• Work instructions:
Recast the items below as a single numbered list, leaving out any blank lines and the pictures.

• Extracted records:

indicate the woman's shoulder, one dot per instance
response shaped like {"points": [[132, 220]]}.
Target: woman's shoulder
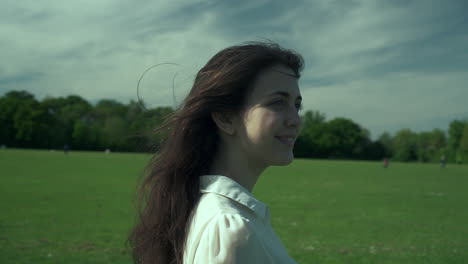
{"points": [[212, 204]]}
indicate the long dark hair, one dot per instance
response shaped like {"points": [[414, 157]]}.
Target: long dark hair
{"points": [[169, 192]]}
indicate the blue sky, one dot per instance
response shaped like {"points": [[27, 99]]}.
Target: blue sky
{"points": [[387, 65]]}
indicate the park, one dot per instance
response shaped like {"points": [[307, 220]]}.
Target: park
{"points": [[77, 208]]}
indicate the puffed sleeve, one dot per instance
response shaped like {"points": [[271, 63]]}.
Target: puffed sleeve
{"points": [[228, 239]]}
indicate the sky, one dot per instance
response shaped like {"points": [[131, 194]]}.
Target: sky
{"points": [[387, 65]]}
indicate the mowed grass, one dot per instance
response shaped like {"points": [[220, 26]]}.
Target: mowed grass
{"points": [[77, 208]]}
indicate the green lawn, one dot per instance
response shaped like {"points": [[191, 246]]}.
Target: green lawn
{"points": [[77, 209]]}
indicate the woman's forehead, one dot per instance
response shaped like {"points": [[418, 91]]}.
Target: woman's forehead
{"points": [[279, 78]]}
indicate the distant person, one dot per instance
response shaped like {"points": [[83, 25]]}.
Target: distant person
{"points": [[385, 162], [442, 161], [240, 117]]}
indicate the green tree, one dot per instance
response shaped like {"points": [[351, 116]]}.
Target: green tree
{"points": [[405, 144], [455, 133], [462, 156], [386, 140]]}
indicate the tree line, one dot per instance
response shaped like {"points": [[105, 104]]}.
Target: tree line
{"points": [[53, 122]]}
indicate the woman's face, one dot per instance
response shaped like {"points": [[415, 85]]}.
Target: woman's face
{"points": [[270, 122]]}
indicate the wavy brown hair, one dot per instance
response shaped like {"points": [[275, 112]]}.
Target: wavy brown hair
{"points": [[169, 190]]}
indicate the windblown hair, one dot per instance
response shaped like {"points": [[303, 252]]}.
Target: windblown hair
{"points": [[169, 190]]}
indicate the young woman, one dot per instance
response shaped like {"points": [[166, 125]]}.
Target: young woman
{"points": [[196, 203]]}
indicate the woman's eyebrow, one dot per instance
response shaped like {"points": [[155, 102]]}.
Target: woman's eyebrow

• Solved problem:
1. indicate the woman's shoulder, one dot per instance
2. response shaped like {"points": [[132, 220]]}.
3. Target: woman's shoulder
4. {"points": [[212, 204]]}
5. indicate the long dark hair, one dot per instance
6. response shaped like {"points": [[414, 157]]}.
7. Target: long dark hair
8. {"points": [[169, 192]]}
9. indicate the blue sky, one dot per instance
10. response shaped like {"points": [[27, 99]]}.
11. Target: blue sky
12. {"points": [[387, 65]]}
13. indicate the park, one dot per instance
14. response shaped like {"points": [[307, 220]]}.
15. Target: park
16. {"points": [[77, 208]]}
17. indicate the puffed sleeve, one dot per instance
18. response shaped like {"points": [[271, 63]]}.
19. Target: puffed sleeve
20. {"points": [[228, 239]]}
21. indicate the sky, one dot per instance
22. response shaped like {"points": [[131, 194]]}.
23. Target: sky
24. {"points": [[387, 65]]}
25. indicate the mowed grass, one dot per instance
26. response shaped like {"points": [[220, 26]]}.
27. Target: mowed grass
28. {"points": [[77, 208]]}
29. indicate the green lawn, one dot per instance
30. response shaped like {"points": [[191, 246]]}.
31. Target: green lawn
32. {"points": [[77, 209]]}
33. indicate the woman's forehead, one dot per instance
34. response shaped like {"points": [[418, 91]]}.
35. Target: woman's forehead
36. {"points": [[279, 78]]}
37. indicate the distant person, one dot per instance
38. response shaped like {"points": [[83, 25]]}.
39. Target: distant person
40. {"points": [[385, 162], [442, 161], [240, 117]]}
41. indicate the green tree, one dot per instance
42. response shaped like {"points": [[351, 116]]}.
43. Target: green tree
44. {"points": [[405, 144], [455, 133], [462, 156], [386, 140]]}
45. indicate the tree line, one dot per instance
46. response shaped like {"points": [[105, 104]]}.
47. Target: tree line
48. {"points": [[53, 122]]}
49. indicate the woman's face, one dot per instance
50. response shaped like {"points": [[415, 85]]}.
51. Target: woman's face
52. {"points": [[270, 122]]}
53. indicate the wavy brown hair, one dot per instance
54. response shaped like {"points": [[275, 112]]}.
55. Target: wavy brown hair
56. {"points": [[169, 190]]}
57. indicate the windblown hair, one dot per instance
58. response shaped like {"points": [[303, 252]]}.
59. Target: windblown hair
60. {"points": [[169, 190]]}
61. indicate the young woman, one dot per instance
62. response shaped like {"points": [[166, 125]]}.
63. Target: young woman
64. {"points": [[196, 203]]}
65. indicate the woman's eyebrow, one dot per instance
66. response shaped like {"points": [[155, 102]]}.
67. Target: woman's eyebrow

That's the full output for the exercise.